═════ Brano
Il multipolarismo ha dato adito ad una spietata forma di concorrenzialità iperliberista tra i continenti, tra le nazioni già emergenti e quelle in attuale emersione. L’Italia, in questa contesa, entro i confini e i paradigmi politico-economico-finanziari dell’Unione Europea, ha conosciuto una altalenante fase di rimodulazione della propria fisionomia istituzionale attraverso i tentativi di rimaneggiamento della Costituzione per sovvertirne apertamente il carattere universalistico in materia, anzitutto, di diritti sociali. Non di meno, comunque, alcuni governi (come il Conte I e l’attuale esecutivo meloniano) hanno portato l’attacco anche ai diritti umani e civili. Non si è trattato, e non si tratta, soltanto di conseguenze di distorsioni date dalle leggi elettorali.
══════════
═════ Voci elencate
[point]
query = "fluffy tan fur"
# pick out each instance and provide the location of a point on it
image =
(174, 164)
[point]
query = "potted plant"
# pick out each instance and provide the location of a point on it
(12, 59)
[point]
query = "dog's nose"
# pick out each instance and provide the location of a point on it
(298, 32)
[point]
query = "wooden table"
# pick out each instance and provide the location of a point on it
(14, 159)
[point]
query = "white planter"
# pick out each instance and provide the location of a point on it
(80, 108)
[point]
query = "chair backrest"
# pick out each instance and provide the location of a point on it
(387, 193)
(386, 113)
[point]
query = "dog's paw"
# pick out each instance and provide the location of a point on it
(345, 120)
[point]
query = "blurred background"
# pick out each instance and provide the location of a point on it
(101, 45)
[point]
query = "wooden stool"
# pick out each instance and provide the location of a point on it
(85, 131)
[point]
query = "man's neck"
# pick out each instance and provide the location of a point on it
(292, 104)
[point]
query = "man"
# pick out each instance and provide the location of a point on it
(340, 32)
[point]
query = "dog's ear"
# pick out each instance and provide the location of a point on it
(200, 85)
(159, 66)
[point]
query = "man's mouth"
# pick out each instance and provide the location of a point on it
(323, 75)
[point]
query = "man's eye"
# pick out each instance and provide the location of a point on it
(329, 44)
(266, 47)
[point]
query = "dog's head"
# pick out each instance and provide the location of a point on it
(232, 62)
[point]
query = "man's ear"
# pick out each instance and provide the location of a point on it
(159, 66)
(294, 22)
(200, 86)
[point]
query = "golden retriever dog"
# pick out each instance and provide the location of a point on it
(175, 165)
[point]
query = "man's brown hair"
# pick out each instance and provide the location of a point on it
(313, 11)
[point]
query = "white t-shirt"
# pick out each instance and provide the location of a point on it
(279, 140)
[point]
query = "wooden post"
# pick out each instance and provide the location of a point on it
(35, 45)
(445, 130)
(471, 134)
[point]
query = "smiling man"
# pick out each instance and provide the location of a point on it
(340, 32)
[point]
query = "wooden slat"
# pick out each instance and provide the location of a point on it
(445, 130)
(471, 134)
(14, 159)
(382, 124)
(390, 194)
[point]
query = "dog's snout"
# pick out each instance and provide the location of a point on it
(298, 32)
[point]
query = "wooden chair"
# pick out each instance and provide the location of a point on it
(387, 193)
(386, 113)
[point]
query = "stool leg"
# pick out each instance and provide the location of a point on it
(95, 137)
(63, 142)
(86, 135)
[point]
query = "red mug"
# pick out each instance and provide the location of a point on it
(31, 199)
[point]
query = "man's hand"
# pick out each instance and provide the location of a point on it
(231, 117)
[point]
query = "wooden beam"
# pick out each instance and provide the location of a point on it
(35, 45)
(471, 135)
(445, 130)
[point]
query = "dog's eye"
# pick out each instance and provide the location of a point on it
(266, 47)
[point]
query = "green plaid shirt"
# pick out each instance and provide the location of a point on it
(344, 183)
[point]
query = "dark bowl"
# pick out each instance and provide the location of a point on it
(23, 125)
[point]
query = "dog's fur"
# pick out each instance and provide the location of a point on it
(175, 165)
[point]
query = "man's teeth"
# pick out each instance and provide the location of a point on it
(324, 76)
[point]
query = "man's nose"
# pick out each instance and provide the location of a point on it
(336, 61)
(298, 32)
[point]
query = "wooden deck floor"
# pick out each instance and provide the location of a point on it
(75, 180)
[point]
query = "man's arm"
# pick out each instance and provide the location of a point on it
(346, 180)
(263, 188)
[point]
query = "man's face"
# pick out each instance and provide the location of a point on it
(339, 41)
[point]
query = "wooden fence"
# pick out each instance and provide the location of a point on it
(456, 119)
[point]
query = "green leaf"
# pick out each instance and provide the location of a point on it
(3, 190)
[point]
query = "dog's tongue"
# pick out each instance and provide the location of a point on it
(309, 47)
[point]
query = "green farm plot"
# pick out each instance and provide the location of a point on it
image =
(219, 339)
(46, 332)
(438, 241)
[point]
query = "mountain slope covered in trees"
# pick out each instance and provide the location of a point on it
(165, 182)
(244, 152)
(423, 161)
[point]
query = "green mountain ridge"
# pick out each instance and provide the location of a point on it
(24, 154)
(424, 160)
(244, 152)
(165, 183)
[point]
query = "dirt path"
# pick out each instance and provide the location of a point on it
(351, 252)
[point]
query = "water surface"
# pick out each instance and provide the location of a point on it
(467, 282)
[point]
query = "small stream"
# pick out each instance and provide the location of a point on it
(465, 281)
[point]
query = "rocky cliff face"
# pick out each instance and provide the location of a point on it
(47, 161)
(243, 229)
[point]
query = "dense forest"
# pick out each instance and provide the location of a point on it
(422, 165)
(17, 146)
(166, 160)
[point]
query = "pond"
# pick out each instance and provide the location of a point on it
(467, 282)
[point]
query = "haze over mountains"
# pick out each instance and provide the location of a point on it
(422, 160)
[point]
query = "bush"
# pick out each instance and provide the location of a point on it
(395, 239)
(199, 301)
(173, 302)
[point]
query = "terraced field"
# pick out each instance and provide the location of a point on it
══════════
Compiti ed esercizi:
1: Secondo il brano sul multipolarismo, quali governi hanno attaccato anche i diritti umani e civili?
2: Spiega, in base al brano sul multipolarismo, con quale fine sono stati tentati i rimaneggiamenti della Costituzione.
3: Prosegui il brano sul multipolarismo partendo dopo la sua ultima frase.
Le righe non hanno alcun ruolo in questo.

Elenco risposte:
1: Il governo Conte I e l'attuale esecutivo meloniano.

2: Sono stati tentati per sovvertire apertamente il carattere universalistico della Costituzione, anzitutto in materia di diritti sociali.

3:
Le alleanze di governo che ne sono venute fuori, come nel caso del Conte I, hanno saldato interessi di compromesso che si sono rivelate temerarie compromissioni per chi era meno a destra di altri (il Movimento 5 Stelle rispetto alla Lega salviniana), mentre hanno consentito alle forze più reazionarie di mettere in moto la saldatura tra liberismo e ruolo dello Stato al suo completo servizio: aumentando così le tutele dei privilegi padronali e restringendo le garanzie del mondo del lavoro tanto stabile quanto precario. Centrosinistra e centrodestra hanno fatto a gara, negli anni passati, nella destrutturazione delle reti di protezione che permettevano alle lavoratrici e ai lavoratori di essere, mediante il sindacato, la parte sociale.

Non che il sindacato stesso non abbia avuto delle responsabilità in questo lungo processo di contenimento dei diritti del mondo del lavoro: una certa timidezza nel contrastare le controriforme di governi cosiddetti “amici” (perché formati da partiti di centrosinistra) è ormai storicamente verificabile. E le contrattazioni hanno, quindi, seguito l’onda lunga di una ristrutturazione capitalistica della società che ha avuto come paradigma solo ed esclusivamente i dividendi delle grandi aziende e, in generale, il mercato e i suoi spietati interessi. Tuttavia, il sindacato stesso (o per meglio dire alcuni sindacati come CGIL e UIL) ha saputo riconoscere in questi ultimi anni la svolta pericolosa determinata dalle politiche privatizzatrici, dalla flessibilità, dalla precarietà.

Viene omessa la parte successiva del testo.